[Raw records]
════
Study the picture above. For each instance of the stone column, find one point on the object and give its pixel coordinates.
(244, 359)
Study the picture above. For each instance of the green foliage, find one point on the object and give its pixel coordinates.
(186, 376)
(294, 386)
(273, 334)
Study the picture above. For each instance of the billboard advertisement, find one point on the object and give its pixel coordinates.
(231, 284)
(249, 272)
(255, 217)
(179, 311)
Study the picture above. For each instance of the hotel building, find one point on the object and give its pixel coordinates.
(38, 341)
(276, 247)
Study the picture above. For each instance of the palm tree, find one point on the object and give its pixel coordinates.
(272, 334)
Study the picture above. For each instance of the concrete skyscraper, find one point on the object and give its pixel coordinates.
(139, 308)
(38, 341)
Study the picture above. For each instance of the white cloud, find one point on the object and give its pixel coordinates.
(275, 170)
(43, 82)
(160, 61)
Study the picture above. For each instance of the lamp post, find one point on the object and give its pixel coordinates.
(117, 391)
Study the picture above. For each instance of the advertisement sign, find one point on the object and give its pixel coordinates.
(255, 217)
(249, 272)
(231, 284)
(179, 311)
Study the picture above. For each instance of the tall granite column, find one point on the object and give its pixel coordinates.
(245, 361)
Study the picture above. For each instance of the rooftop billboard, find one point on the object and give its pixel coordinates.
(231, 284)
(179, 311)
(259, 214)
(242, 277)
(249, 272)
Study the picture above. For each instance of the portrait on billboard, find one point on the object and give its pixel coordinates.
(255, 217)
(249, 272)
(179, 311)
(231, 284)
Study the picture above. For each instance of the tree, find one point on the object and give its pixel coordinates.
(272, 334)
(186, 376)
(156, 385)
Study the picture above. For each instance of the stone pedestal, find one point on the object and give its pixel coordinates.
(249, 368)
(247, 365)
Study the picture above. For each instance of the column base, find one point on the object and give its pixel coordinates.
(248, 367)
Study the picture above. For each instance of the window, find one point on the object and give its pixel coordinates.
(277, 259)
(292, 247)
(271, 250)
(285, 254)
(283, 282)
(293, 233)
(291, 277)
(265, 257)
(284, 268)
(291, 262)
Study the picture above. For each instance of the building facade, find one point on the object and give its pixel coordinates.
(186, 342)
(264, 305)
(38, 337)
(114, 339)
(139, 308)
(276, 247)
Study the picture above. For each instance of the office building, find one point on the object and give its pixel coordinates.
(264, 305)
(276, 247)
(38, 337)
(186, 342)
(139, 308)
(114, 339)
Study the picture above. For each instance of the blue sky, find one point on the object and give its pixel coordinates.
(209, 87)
════
Description of the task> Present every line of the records above as a numbered list, omitting any blank lines.

Solution to this exercise>
1. Study the picture above. For each instance of the stone column, find one point on the object and give its pixel coordinates.
2. (244, 359)
3. Study the picture above. For each instance of the green foliage, find one point on the object and give its pixel coordinates.
4. (186, 376)
5. (294, 386)
6. (273, 334)
7. Study the picture above. For each instance of the billboard advertisement, find one point on the object and give its pixel coordinates.
8. (231, 284)
9. (249, 272)
10. (255, 217)
11. (179, 311)
12. Study the picture above. For each instance of the hotel building, find one point on the object and give its pixel coordinates.
13. (38, 341)
14. (276, 247)
15. Study the picture above. For each instance of the palm tree, find one point on the object and give its pixel coordinates.
16. (272, 334)
17. Study the picture above. For each instance of the concrete skyscraper, find one point on the object and give its pixel coordinates.
18. (139, 308)
19. (38, 341)
20. Study the picture above. For each instance of the white cloud, find one point on the object and give its pixel coordinates.
21. (275, 170)
22. (43, 82)
23. (160, 61)
24. Study the picture above. For each instance of the lamp post, find one point on the object and give its pixel coordinates.
25. (117, 391)
26. Study the picture above. For each instance of the advertisement sign, find one point on the object and give its pixel coordinates.
27. (255, 217)
28. (249, 272)
29. (231, 284)
30. (179, 311)
31. Study the picture above. For each instance of the tall granite column, find one point on the object and give its pixel coordinates.
32. (245, 361)
33. Study the picture above. For each instance of the rooftop billboard, find one point on the object and give its pixel coordinates.
34. (231, 284)
35. (179, 311)
36. (259, 214)
37. (242, 277)
38. (249, 272)
39. Study the picture above. For each instance of the portrait on billboard, find one point on the object and give its pixel coordinates.
40. (255, 217)
41. (249, 272)
42. (179, 311)
43. (231, 284)
44. Study the picture above. For each instance of the tree, find one point on the object and give its pixel coordinates.
45. (272, 334)
46. (186, 376)
47. (156, 385)
48. Study the picture above. For each instance of the stone pedestal, find one point on the object and give its pixel coordinates.
49. (249, 368)
50. (247, 365)
51. Study the picture above. For each instance of the column base, find one point on the object and give its pixel coordinates.
52. (248, 367)
53. Study the picture above. For each instance of the window, find one point on the object and give its pixel coordinates.
54. (277, 259)
55. (292, 247)
56. (271, 250)
57. (285, 254)
58. (283, 282)
59. (293, 233)
60. (291, 277)
61. (265, 257)
62. (284, 268)
63. (291, 262)
64. Study the picture above. For each instance of the building facade, find one point on the object and give its pixel coordinates.
65. (186, 342)
66. (264, 305)
67. (38, 337)
68. (114, 339)
69. (139, 308)
70. (276, 247)
71. Study the picture above. For each instance of the office building, find one point on the object and give its pixel coordinates.
72. (264, 305)
73. (276, 247)
74. (38, 337)
75. (186, 342)
76. (139, 308)
77. (114, 339)
78. Study the picture above. For each instance of the blue sky, find one point on the object and give its pixel coordinates.
79. (209, 87)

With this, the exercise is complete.